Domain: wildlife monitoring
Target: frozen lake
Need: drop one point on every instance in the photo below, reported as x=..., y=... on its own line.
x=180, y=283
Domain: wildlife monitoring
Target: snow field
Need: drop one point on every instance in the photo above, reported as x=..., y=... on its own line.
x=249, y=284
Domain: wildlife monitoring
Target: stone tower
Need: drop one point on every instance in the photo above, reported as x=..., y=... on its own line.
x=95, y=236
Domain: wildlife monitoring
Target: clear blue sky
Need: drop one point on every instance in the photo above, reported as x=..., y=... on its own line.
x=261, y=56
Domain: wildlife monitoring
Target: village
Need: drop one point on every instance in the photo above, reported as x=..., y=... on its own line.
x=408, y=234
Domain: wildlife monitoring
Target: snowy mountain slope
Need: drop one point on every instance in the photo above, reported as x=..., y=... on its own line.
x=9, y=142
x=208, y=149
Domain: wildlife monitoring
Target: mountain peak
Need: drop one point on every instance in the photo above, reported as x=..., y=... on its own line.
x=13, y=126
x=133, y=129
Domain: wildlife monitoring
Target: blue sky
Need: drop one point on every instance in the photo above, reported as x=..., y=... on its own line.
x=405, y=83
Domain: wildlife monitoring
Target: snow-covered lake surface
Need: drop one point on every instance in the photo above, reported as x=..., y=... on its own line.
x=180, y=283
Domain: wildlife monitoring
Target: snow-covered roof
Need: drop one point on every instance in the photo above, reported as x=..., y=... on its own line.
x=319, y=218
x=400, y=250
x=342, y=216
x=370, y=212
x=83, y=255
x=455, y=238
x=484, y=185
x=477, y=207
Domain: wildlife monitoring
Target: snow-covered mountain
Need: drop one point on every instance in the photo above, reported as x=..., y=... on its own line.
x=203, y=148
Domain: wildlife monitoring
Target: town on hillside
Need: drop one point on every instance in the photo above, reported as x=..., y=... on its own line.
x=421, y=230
◆ ◆ ◆
Перепишите все строки от начала записей до строки с «x=95, y=236» включительно, оставив прочий текст как есть. Отмасштабируйте координаты x и y в ответах: умножьте каждую на 1,35 и округлите до целого, половины вверх.

* _Результат выполнения_
Domain: wildlife monitoring
Target: frozen lake
Need: drop one point on every instance in the photo below, reported as x=..., y=... on its own line.
x=243, y=382
Domain: wildlife monitoring
Target: snow field
Need: drop one point on every instance in the photo above, reported as x=..., y=... on its own line.
x=336, y=383
Domain: wildlife monitoring
Target: stone tower
Need: drop one point on every instance in the photo above, reported as x=..., y=... on its own line.
x=128, y=319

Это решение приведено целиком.